Marc Jones, Chief Technology Officer, Pleo

Marc Jones discusses AI's transformative potential in fintech, the evolution from expense management to financial intelligence platforms, and why human judgement remains irreplaceable.

Marc Jones, Chief Technology Officer, Pleo

Today we're delighted to speak with Marc, the Chief Technology Officer at Pleo. With three decades of experience spanning cloud infrastructure, digital banking, and insurtech, Marc brings a unique perspective on how AI is reshaping financial services and why the next competitive advantage lies in amplifying human expertise rather than replacing it.

As always, my questions are in bold - over to you Marc:


Who are you and what's your background?

I'm Marc Jones, the recently appointed Chief Technology Officer at Pleo. I've spent my career at the intersection of cloud, SaaS and financial technology. Before joining Pleo, I was CTO at Alkami Technology in the U.S., a multi-tenant digital banking platform for credit unions and small to mid-sized banks. Over five and a half years, we grew from about five to over thirteen million users and fully replatformed onto AWS.

After that, I spent three years at Shift Technology in Paris, an insurtech company using AI to help insurers make better decisions around fraud. There, I focused on scaling a global business and driving standardisation on Microsoft Azure across multiple regions.

Earlier in my career, I spent a decade "building the cloud" at Rackspace, SoftLayer and later IBM, where I worked on cloud integration and advised large enterprises on cloud strategy. That experience gave me the technical foundation I've carried through my roles in fintech and now into my work at Pleo.

----

## Task to carry out
Reproduce the interview with Pleo's CTO Marc Jones verbatim, from its heading line through the last sentence.

[Dataset records]
----

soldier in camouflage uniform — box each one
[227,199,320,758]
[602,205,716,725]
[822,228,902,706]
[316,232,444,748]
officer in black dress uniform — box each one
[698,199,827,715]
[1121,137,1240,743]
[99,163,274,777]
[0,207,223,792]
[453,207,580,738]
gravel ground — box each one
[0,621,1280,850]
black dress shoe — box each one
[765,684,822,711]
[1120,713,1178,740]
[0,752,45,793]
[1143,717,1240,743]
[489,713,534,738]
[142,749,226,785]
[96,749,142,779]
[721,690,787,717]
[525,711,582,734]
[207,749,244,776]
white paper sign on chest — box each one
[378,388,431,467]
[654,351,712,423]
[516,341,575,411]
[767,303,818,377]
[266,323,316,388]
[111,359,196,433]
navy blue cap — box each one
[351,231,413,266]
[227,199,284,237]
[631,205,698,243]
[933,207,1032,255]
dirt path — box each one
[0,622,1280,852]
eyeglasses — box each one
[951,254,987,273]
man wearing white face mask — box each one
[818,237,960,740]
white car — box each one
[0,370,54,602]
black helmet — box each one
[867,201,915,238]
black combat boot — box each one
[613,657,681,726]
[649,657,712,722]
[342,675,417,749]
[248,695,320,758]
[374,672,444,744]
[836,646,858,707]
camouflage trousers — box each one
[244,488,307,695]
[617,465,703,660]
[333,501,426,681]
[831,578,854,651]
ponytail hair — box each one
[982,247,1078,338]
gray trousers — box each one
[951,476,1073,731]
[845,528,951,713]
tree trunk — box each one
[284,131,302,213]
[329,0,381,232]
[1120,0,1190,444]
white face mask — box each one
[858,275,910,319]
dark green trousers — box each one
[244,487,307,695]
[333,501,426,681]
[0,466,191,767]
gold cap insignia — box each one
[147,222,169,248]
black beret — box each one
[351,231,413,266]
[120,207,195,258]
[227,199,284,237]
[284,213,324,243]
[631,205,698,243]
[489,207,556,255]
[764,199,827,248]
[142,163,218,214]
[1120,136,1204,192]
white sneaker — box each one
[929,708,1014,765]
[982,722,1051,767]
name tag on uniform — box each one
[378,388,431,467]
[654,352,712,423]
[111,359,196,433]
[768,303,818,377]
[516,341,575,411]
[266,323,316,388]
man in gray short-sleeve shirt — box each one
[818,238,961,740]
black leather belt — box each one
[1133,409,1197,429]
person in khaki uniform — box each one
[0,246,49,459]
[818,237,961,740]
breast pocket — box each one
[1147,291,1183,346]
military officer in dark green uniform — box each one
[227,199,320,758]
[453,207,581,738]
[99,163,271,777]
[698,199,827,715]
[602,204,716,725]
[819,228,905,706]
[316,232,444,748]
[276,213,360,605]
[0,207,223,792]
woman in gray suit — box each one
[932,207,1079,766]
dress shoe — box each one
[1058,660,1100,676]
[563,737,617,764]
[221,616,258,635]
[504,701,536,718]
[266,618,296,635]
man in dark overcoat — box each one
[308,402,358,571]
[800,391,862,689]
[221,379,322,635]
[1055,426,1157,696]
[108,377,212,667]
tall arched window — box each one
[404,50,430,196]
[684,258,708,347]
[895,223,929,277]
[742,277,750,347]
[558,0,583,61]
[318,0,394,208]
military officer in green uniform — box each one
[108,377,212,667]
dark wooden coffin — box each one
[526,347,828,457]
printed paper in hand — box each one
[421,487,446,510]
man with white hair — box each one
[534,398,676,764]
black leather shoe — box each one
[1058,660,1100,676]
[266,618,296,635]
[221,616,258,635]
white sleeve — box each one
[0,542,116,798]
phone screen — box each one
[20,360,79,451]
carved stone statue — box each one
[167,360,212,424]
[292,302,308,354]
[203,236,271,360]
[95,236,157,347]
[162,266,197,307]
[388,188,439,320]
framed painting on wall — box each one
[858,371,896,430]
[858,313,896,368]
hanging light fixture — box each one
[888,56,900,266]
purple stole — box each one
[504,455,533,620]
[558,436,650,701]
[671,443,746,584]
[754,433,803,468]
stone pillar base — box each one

----

## Reply to the exercise
Marc Jones, Chief Technology Officer, Pleo

Marc Jones discusses AI's transformative potential in fintech, the evolution from expense management to financial intelligence platforms, and why human judgement remains irreplaceable.

Marc Jones, Chief Technology Officer, Pleo

Today we're delighted to speak with Marc, the Chief Technology Officer at Pleo. With three decades of experience spanning cloud infrastructure, digital banking, and insurtech, Marc brings a unique perspective on how AI is reshaping financial services and why the next competitive advantage lies in amplifying human expertise rather than replacing it.

As always, my questions are in bold - over to you Marc:


Who are you and what's your background?

I'm Marc Jones, the recently appointed Chief Technology Officer at Pleo. I've spent my career at the intersection of cloud, SaaS and financial technology. Before joining Pleo, I was CTO at Alkami Technology in the U.S., a multi-tenant digital banking platform for credit unions and small to mid-sized banks. Over five and a half years, we grew from about five to over thirteen million users and fully replatformed onto AWS.

After that, I spent three years at Shift Technology in Paris, an insurtech company using AI to help insurers make better decisions around fraud. There, I focused on scaling a global business and driving standardisation on Microsoft Azure across multiple regions.

Earlier in my career, I spent a decade "building the cloud" at Rackspace, SoftLayer and later IBM, where I worked on cloud integration and advised large enterprises on cloud strategy. That experience gave me the technical foundation I've carried through my roles in fintech and now into my work at Pleo.